■ O que fazer
Indique se cada afirmação está de acordo com o texto sobre imigração, respondendo sim ou não e citando as palavras exatas do texto que o decidem. (a) Segundo o texto, Portugal tem uma política de imigração. (b) O texto diz que há universidades que ficam vazias porque os alunos estrangeiros só queriam um visto de estudo. (c) O texto afirma que há vagas para reagrupamento familiar.

■ Texto de leitura
+ + + + +

Ana Rita Gil | Investigadora do Lisbon Public Law, professora da Faculdade de Direito (UdL)
Não existe uma política de imigração: há apenas um suceder desenfreado de medidas avulsas, que procuram responder a milhares de atrasos e situações de exploração
Falar de imigração no espaço público tornou-se cada vez mais difícil. A mera vontade de saber o que os portugueses pensam é de imediato tomada como indício de xenofobia. Contudo, a imigração é um tema que bule demasiado com as responsabilidades de um Estado social para podermos fingir que é uma “não questão”.
É que, enquanto o fazemos, os problemas começam a transbordar pelas orlas da aparência humanista: dezenas de migrantes vivem em escravatura; na internet arranjam-se casamentos; traficam-se horas de atendimento em consulados; não há vagas para reagrupamento familiar; lojas recônditas vendem documentos falsos; as universidades que lotaram as vagas com alunos estrangeiros ficam vazias porque estes só pretendiam um visto de estudo; e o Estado português tem uma ação por incumprimento na UE por ter pretendido resolver atrasos com uma autorização de residência que não é reconhecida no espaço Schengen.

+ + + + +

■ Extrato da listagem
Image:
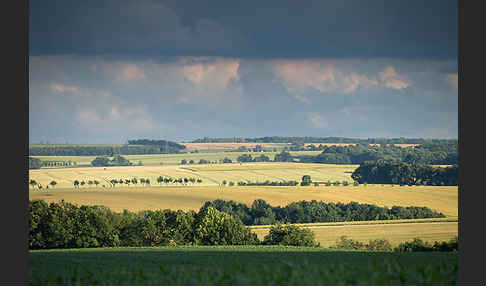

+ + + + +

■ Solução
(a) Não: "Não existe uma política de imigração"
(b) Sim: "as universidades que lotaram as vagas com alunos estrangeiros ficam vazias porque estes só pretendiam um visto de estudo"
(c) Não: "não há vagas para reagrupamento familiar"